Work instructions → Output the entries below as a two-column CSV with the header row instruction,points. Give one row for each entry, with its text in the first column and its answer in the second, each in a single quoted field and with line breaks replaced by spaces.

Data for this task →
* * * *
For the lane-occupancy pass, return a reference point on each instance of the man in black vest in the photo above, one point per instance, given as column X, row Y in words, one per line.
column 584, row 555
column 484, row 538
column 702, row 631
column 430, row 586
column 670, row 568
* * * *
Solution to this exercise →
instruction,points
"For the lane-occupancy pass, return a reference point on each instance of the man in black vest in the photo above, one point per instance, given as column X, row Y in words, one per line.","column 584, row 555 column 484, row 538 column 702, row 631 column 430, row 586 column 670, row 568"